Records shown:
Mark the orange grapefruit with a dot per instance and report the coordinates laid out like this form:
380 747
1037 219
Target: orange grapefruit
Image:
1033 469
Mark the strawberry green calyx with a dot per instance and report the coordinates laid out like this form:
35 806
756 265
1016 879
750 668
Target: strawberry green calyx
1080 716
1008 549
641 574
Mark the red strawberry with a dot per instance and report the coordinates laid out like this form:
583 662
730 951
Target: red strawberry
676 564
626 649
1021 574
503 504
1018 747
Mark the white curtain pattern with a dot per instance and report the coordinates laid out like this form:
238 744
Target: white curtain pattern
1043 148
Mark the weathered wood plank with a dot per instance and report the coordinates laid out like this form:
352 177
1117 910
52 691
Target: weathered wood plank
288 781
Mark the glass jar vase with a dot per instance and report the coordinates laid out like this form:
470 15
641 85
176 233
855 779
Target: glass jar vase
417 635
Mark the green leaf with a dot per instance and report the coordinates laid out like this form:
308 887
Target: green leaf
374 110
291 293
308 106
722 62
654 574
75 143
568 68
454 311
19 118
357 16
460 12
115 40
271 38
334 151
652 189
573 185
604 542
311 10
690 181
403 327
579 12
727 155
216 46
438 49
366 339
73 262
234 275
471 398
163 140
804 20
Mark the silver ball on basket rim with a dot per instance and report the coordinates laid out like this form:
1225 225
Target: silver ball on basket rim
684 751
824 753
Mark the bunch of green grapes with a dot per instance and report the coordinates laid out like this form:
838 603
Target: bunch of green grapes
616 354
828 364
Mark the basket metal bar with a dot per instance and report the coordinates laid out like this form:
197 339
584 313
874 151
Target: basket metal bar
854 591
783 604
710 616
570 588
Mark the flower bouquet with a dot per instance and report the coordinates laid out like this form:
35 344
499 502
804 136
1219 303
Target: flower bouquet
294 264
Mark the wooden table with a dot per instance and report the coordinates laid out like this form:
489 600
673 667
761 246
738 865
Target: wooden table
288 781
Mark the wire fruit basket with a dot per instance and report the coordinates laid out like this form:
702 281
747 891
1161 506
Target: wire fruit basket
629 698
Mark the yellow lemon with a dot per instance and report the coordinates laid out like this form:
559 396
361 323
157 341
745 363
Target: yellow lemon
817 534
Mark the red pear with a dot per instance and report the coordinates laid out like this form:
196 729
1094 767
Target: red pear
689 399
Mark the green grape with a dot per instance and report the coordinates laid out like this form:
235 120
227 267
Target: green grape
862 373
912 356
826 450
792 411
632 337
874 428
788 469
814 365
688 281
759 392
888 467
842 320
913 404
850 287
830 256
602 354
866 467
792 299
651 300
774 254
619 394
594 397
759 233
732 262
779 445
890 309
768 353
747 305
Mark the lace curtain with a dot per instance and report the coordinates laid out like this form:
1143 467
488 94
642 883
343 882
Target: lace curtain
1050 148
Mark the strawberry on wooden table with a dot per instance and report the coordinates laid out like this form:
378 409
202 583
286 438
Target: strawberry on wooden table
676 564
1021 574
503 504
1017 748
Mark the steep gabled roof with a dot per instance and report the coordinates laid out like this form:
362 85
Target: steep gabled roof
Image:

The task: Beginning at the line that contains "Mark the steep", reproduce every line down to the last line of the entries above, exactly and only those.

Result of the exercise:
Mark the steep gabled roof with a dot per instance and report the coordinates laid out like this form:
362 85
Target: steep gabled roof
Image:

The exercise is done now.